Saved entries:
····················

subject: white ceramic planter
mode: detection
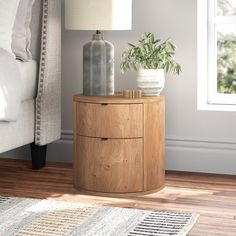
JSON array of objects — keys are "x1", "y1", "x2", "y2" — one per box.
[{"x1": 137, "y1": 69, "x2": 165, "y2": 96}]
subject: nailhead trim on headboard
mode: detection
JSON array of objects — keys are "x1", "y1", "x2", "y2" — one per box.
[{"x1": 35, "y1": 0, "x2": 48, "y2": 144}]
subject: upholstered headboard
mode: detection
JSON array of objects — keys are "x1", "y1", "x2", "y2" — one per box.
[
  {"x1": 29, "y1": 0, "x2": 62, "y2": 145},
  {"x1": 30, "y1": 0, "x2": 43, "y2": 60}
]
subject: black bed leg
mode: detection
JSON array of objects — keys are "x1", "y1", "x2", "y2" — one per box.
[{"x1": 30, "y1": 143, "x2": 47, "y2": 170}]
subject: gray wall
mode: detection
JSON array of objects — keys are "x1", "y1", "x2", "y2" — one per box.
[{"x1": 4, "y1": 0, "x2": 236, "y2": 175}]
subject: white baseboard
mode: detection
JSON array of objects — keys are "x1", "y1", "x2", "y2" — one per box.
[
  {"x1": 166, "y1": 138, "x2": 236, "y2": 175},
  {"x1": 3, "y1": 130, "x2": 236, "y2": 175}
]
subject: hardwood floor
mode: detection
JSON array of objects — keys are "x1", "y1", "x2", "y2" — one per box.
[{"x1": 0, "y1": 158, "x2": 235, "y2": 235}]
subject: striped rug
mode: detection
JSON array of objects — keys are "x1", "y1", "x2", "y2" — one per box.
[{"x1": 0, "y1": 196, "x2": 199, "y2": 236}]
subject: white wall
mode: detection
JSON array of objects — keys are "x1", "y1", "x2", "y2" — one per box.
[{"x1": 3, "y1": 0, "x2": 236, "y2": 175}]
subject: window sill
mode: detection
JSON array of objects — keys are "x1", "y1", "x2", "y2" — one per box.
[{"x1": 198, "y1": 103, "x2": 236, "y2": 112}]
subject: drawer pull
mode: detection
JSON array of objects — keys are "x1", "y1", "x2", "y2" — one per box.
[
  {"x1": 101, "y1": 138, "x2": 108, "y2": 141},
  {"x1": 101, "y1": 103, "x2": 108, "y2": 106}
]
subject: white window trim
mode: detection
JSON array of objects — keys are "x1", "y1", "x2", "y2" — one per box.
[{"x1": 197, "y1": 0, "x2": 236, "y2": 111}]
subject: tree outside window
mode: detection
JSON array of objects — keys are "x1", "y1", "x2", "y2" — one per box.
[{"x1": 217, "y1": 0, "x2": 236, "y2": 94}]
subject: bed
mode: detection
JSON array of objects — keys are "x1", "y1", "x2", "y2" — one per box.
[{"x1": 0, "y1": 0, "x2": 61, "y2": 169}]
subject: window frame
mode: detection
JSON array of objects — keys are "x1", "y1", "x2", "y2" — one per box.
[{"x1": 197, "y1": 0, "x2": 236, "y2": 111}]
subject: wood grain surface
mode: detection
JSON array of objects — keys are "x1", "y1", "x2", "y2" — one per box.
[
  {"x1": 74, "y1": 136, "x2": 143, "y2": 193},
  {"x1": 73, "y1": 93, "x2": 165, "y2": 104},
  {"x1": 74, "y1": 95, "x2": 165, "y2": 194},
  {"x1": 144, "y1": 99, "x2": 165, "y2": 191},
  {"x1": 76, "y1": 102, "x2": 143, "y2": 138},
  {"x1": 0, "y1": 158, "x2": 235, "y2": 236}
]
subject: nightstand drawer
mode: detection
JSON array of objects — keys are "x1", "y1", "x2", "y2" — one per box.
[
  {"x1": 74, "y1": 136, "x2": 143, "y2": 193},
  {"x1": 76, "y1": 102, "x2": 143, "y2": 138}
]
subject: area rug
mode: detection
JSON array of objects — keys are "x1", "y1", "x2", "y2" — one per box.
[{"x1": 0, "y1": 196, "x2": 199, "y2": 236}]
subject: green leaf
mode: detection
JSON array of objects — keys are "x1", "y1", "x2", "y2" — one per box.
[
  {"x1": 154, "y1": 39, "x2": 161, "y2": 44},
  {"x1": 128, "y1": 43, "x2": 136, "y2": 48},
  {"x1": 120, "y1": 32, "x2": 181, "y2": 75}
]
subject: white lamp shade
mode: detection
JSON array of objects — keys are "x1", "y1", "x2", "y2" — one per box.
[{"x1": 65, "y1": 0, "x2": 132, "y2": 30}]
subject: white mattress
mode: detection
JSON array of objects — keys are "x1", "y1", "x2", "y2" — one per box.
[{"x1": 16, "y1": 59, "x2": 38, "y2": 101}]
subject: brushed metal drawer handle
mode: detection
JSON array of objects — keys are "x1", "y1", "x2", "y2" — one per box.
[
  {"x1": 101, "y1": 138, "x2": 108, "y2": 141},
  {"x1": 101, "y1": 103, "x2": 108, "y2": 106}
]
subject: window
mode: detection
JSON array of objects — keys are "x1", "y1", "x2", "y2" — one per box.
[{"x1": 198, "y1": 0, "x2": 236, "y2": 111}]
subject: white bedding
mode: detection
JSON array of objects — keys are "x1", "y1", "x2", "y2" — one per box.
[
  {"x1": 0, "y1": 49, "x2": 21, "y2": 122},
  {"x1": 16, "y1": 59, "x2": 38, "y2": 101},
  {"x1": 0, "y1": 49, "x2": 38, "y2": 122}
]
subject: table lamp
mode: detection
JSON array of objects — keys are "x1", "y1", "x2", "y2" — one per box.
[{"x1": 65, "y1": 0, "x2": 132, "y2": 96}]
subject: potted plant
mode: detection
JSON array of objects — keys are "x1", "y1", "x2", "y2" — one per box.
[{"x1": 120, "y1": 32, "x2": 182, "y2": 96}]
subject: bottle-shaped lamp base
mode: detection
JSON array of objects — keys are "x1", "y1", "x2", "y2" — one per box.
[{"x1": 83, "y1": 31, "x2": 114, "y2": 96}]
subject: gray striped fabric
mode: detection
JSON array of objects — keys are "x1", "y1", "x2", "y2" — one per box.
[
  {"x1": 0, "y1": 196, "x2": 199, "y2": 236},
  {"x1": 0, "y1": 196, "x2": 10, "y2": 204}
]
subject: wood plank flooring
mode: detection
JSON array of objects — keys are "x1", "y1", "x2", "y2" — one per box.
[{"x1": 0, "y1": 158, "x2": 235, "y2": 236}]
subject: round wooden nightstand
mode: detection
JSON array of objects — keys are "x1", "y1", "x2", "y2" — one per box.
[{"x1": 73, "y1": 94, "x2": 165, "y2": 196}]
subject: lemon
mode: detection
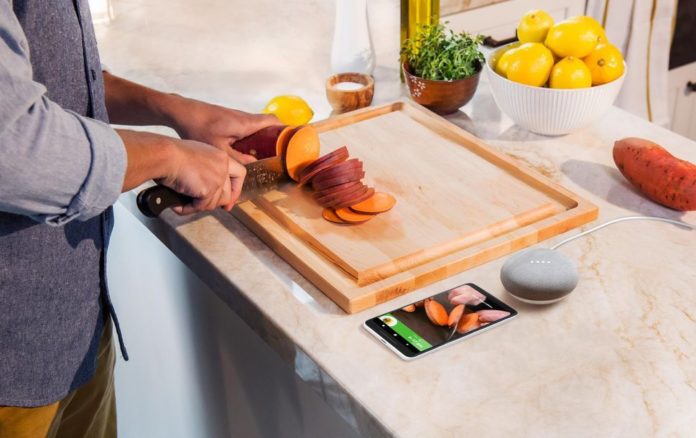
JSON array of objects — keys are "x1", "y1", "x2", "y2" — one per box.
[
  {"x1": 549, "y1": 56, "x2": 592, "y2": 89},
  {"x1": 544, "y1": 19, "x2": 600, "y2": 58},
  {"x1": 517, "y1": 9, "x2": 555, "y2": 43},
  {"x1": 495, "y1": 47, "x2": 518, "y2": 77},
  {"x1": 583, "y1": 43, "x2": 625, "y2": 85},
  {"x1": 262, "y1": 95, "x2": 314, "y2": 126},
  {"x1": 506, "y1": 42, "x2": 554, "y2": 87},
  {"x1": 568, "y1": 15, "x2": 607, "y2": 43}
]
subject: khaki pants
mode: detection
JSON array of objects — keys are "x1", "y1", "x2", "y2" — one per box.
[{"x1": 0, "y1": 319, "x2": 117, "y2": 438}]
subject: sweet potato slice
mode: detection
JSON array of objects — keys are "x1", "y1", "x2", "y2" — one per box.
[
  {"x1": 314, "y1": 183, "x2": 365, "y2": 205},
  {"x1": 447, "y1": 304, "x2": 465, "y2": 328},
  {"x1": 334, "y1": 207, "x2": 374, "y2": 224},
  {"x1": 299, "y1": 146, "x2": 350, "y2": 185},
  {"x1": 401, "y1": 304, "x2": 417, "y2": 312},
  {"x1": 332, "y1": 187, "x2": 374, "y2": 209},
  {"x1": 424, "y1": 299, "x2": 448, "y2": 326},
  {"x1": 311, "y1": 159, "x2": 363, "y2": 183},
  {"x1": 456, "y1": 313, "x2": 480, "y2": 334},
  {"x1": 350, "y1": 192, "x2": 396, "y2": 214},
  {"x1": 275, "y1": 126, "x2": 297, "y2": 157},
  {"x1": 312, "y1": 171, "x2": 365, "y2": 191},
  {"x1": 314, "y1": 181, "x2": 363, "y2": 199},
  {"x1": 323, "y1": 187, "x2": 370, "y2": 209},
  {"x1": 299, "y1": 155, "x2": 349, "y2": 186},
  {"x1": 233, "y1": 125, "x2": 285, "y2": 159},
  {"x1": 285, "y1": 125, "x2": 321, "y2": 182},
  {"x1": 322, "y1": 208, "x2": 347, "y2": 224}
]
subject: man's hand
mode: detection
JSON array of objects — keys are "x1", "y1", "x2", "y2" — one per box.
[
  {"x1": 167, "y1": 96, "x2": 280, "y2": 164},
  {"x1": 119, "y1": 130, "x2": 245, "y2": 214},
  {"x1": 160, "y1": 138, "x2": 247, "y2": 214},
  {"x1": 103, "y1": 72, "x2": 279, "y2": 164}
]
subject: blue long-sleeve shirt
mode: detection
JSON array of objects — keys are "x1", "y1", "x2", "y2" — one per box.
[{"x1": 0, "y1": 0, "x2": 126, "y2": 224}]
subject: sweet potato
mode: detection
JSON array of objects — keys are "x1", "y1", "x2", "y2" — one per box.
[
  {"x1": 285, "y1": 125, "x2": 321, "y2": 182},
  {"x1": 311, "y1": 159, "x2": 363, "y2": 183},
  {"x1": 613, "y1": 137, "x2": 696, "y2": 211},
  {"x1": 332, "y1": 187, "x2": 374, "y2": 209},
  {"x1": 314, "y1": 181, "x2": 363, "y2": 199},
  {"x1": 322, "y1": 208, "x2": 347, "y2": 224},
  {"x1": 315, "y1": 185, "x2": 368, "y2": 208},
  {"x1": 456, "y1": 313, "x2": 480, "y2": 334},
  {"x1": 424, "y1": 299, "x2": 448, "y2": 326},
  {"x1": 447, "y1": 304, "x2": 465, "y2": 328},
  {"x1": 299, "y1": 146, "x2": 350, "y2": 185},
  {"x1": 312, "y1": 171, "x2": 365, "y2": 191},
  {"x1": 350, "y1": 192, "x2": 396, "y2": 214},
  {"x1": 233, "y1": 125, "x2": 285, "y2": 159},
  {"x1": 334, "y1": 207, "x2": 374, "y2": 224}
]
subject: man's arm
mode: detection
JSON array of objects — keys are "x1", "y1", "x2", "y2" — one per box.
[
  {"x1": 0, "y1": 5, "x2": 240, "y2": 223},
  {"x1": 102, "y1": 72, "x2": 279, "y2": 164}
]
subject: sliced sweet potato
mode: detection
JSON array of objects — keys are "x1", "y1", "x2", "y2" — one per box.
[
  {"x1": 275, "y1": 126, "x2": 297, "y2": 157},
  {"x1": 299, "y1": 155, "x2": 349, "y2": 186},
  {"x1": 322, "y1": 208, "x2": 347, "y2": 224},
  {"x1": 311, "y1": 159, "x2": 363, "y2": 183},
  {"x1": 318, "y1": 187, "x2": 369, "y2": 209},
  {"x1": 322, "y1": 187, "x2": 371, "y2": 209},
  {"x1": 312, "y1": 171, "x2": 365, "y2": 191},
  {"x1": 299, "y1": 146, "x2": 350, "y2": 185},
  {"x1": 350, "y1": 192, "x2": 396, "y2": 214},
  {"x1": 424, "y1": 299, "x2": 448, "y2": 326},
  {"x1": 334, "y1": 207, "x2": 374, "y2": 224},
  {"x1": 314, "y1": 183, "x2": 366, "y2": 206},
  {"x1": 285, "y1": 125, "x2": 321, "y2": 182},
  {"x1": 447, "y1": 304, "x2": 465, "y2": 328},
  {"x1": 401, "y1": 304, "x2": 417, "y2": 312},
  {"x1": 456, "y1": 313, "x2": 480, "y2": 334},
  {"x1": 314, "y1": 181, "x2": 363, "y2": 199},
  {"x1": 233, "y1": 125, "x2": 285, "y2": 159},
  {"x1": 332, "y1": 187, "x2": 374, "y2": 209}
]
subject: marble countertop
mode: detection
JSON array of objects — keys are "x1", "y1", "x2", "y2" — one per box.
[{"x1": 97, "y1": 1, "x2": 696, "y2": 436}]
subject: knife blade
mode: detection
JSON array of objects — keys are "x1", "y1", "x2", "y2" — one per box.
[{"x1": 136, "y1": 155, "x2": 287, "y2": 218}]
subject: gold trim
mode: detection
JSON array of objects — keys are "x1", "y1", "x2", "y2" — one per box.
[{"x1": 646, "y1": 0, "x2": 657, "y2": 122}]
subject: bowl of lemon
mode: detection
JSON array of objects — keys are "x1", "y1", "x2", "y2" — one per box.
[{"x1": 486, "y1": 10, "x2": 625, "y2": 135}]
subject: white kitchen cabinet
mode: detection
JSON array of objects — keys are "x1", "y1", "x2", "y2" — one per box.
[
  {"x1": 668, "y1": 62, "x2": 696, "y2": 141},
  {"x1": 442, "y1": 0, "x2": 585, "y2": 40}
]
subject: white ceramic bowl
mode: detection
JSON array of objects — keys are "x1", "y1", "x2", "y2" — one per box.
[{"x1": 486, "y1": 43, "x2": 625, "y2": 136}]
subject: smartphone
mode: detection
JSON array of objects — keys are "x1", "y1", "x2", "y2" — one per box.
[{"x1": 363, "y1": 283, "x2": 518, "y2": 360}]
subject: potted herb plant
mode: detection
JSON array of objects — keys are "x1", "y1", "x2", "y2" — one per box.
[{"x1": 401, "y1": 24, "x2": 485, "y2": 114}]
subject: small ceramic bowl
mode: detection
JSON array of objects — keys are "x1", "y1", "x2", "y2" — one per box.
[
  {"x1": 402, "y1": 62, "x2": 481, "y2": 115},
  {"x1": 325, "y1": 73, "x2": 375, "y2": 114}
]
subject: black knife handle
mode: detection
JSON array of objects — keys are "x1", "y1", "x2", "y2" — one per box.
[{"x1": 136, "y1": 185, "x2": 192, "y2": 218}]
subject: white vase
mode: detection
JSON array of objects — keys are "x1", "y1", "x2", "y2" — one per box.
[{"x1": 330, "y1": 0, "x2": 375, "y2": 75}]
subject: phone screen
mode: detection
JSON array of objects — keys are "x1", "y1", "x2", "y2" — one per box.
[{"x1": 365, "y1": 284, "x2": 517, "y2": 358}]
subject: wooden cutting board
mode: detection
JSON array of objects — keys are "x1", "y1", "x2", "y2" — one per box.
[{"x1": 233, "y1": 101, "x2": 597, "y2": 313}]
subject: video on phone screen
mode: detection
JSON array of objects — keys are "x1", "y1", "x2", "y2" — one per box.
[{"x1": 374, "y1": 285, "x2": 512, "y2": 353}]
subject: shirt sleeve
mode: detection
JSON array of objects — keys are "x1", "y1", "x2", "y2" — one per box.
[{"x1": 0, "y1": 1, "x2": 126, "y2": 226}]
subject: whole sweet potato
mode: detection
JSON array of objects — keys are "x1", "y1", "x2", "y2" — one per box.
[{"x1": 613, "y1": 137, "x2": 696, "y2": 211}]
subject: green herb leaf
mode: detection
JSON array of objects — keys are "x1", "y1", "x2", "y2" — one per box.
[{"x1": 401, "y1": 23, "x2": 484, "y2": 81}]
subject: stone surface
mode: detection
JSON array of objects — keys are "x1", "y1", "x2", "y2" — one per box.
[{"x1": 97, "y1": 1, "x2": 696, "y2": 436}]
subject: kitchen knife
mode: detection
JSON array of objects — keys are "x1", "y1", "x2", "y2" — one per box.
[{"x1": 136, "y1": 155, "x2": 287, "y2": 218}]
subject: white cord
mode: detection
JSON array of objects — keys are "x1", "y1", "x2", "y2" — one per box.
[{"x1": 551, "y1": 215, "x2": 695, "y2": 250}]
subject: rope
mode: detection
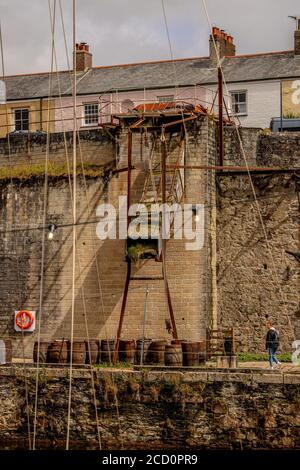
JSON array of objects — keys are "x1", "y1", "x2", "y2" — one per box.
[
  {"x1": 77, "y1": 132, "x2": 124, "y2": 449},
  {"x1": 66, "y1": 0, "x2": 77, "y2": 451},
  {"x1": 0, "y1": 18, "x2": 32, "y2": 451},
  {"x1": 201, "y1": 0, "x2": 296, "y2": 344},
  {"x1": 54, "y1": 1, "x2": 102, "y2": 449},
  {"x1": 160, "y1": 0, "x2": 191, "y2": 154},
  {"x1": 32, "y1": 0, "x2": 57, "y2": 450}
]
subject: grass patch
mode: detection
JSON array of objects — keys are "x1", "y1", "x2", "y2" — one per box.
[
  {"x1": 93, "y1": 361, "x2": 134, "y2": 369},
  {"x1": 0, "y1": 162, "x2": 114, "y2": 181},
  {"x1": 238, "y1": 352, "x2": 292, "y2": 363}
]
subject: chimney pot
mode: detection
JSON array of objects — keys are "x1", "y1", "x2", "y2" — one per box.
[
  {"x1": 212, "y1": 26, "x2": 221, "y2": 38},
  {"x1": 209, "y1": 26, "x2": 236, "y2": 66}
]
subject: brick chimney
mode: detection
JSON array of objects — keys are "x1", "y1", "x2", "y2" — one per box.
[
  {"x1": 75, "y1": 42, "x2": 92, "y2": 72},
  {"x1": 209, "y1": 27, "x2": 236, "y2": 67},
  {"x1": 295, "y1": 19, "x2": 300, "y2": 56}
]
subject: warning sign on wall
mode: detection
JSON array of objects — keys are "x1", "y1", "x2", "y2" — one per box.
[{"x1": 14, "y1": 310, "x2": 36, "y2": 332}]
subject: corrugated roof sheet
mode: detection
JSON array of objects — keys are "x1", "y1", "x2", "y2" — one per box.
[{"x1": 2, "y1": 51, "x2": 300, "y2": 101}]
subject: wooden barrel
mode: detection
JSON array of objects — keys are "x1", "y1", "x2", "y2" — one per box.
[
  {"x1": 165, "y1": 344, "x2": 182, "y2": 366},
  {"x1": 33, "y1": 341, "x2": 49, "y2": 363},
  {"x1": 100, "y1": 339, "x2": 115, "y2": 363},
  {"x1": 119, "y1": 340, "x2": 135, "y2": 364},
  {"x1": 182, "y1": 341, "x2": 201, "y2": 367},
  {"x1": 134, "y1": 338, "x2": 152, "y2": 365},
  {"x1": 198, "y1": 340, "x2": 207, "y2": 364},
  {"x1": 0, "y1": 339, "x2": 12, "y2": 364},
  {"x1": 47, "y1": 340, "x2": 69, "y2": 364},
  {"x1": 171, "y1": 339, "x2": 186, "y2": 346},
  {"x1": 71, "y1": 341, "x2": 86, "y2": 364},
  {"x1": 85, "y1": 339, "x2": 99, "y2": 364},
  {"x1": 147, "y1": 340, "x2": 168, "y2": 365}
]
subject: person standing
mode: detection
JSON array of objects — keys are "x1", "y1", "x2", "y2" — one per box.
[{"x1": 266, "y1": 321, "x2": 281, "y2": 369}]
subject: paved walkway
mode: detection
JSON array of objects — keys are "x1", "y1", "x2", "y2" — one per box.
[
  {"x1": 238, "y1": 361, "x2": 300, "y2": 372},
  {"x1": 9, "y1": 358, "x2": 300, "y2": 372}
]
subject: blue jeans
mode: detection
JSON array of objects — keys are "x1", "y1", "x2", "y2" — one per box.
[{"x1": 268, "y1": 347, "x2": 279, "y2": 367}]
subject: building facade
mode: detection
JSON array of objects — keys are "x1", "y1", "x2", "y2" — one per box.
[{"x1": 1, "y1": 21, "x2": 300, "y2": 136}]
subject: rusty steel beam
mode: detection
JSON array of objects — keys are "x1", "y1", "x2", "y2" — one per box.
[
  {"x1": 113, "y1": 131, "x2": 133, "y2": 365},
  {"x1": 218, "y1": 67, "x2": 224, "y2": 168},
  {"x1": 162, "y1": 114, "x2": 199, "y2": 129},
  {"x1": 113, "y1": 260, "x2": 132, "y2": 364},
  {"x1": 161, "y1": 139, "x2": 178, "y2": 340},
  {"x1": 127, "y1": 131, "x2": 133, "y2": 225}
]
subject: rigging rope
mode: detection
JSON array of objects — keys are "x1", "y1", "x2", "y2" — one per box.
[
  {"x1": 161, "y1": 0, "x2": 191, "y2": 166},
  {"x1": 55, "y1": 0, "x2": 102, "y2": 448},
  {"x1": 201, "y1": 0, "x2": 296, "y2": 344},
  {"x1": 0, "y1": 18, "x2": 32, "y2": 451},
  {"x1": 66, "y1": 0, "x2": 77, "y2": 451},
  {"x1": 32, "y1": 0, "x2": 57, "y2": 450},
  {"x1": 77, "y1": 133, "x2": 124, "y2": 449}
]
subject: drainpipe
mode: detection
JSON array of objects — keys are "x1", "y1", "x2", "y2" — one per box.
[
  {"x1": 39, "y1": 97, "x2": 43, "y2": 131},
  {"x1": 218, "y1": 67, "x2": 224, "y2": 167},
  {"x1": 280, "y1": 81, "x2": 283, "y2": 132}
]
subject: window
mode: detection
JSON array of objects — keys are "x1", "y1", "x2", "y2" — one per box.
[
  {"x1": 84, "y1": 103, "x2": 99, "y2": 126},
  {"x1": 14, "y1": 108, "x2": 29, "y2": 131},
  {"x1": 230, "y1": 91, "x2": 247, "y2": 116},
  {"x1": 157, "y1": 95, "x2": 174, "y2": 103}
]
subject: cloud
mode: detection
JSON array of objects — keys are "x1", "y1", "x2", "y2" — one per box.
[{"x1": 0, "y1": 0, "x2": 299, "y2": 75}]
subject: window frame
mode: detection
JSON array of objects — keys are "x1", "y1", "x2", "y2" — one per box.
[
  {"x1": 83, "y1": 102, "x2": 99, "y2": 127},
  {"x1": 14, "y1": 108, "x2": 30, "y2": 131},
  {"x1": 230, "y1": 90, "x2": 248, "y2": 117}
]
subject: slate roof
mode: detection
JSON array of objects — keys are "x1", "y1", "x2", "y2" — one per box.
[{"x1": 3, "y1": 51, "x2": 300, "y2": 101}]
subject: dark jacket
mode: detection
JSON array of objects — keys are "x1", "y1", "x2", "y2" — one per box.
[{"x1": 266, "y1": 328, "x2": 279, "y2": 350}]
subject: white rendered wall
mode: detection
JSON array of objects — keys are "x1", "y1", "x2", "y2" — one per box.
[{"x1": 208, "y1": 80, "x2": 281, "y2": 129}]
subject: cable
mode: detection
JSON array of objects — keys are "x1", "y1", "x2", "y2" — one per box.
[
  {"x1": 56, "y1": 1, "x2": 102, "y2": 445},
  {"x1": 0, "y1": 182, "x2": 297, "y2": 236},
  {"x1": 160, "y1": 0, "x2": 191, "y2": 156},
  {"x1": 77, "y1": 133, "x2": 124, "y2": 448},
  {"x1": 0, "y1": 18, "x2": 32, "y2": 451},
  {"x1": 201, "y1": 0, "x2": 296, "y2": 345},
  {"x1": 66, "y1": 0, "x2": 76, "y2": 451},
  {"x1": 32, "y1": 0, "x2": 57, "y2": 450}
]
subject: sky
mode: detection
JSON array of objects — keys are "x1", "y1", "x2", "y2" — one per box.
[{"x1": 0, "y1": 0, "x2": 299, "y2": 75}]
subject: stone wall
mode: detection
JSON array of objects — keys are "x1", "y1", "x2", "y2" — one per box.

····················

Task item: Within the entries above, find each line where "white" appears; copy every one.

Your response:
subject: white ceramic planter
subject: white baseboard
subject: white wall
subject: white window trim
subject: white lamp shade
subject: white mattress
subject: white bedding
subject: white kitchen cabinet
subject: white ceramic bowl
subject: white vase
subject: white cord
subject: white rendered wall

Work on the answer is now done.